### YOUR GOAL
Lay out the records as a Markdown table with the columns "Row" and "Line", from the line with "car windshield -> mask for every instance" up to and including the last line of the records. Number each row and leave out blank lines.

[START OF DATA SECTION]

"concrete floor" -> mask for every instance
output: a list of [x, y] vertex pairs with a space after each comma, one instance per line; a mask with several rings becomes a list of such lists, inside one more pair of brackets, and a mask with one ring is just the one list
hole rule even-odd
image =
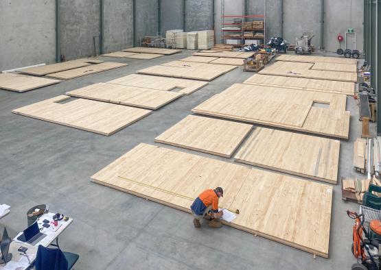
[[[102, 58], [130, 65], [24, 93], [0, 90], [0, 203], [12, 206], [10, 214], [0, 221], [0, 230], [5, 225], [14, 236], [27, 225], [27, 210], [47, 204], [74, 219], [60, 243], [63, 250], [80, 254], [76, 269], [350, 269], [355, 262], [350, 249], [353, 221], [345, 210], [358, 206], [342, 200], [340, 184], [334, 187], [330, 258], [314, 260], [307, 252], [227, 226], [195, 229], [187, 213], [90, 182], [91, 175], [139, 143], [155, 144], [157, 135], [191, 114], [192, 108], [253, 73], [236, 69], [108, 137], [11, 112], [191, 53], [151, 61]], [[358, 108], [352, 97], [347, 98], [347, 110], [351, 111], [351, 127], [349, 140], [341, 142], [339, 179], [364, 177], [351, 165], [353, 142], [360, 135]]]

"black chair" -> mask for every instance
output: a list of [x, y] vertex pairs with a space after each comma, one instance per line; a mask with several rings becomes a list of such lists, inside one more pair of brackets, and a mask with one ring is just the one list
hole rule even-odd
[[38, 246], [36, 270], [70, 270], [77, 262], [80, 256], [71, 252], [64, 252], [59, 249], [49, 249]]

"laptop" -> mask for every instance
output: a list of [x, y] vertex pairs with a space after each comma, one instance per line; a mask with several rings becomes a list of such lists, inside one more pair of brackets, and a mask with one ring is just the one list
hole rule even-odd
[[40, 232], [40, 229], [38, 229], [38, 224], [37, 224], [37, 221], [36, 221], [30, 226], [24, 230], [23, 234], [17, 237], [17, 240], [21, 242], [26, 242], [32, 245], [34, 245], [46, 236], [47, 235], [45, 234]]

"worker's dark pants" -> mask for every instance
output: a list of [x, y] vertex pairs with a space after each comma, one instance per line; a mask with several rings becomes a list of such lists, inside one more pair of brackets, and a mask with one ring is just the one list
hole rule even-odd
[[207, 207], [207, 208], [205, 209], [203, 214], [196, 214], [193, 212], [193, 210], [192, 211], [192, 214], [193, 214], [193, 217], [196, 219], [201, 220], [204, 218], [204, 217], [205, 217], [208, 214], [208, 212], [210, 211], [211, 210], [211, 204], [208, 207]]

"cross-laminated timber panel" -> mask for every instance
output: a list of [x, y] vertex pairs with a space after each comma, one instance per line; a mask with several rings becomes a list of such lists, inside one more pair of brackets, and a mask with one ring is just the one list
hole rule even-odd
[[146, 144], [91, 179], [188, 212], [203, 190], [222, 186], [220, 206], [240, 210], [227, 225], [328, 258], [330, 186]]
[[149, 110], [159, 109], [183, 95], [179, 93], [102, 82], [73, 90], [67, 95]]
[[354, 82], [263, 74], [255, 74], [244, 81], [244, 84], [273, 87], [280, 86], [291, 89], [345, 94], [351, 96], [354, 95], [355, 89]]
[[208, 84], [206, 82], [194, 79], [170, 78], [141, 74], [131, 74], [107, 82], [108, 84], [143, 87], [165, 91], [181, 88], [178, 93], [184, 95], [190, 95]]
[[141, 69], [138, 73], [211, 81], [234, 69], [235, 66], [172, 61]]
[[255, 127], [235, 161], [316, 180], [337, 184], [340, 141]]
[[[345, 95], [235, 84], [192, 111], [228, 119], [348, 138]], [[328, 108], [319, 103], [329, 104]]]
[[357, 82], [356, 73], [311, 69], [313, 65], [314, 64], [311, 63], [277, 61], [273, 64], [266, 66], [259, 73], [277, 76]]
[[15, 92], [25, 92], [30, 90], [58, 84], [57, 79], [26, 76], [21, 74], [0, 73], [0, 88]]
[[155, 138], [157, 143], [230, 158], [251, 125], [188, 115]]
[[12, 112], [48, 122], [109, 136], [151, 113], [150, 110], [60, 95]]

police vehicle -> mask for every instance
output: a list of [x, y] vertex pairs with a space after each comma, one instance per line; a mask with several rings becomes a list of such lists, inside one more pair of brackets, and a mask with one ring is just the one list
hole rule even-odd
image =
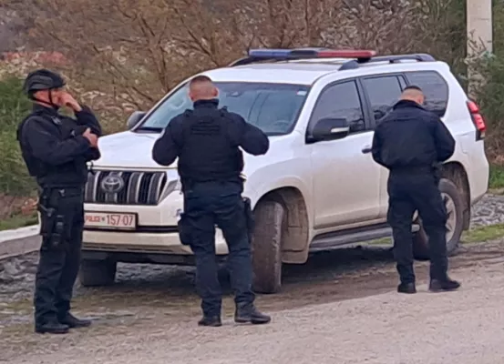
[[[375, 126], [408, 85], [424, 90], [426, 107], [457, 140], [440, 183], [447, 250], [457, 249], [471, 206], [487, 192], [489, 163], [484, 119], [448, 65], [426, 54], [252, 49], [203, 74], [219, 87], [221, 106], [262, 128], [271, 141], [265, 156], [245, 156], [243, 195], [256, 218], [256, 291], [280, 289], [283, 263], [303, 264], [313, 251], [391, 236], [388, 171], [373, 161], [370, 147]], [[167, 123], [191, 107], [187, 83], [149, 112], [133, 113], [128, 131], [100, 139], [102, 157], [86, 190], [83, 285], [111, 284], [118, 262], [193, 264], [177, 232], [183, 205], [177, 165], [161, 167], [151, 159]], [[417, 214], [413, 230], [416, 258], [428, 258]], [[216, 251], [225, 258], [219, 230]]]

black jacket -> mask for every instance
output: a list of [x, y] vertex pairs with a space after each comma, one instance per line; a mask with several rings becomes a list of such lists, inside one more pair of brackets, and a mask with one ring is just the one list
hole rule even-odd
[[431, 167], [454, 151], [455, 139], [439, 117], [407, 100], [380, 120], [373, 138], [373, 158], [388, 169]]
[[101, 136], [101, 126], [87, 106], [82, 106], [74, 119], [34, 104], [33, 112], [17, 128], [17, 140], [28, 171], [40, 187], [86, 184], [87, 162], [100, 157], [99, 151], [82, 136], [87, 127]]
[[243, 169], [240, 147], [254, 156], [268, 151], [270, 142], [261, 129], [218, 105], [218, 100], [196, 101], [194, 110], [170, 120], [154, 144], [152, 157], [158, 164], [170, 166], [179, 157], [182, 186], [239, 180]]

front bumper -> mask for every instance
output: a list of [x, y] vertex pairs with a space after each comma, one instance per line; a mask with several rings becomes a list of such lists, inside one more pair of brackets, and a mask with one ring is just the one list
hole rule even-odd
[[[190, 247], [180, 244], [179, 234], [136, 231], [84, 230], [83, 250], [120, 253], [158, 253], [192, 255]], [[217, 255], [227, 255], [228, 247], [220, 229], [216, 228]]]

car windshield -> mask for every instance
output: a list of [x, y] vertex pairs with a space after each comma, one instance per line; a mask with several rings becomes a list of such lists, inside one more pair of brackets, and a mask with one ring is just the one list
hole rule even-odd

[END OF DATA SECTION]

### EXERCISE SOLUTION
| Row | Line |
|---|---|
| 1 | car windshield -> mask for every instance |
| 2 | output: a list of [x, y] vertex pairs with a space after each comma, one instance per line; a mask with several rings becomes a list of such lists, inside one more pair of brackets, and a mask with one ring is just the one list |
| 3 | hole rule even-odd |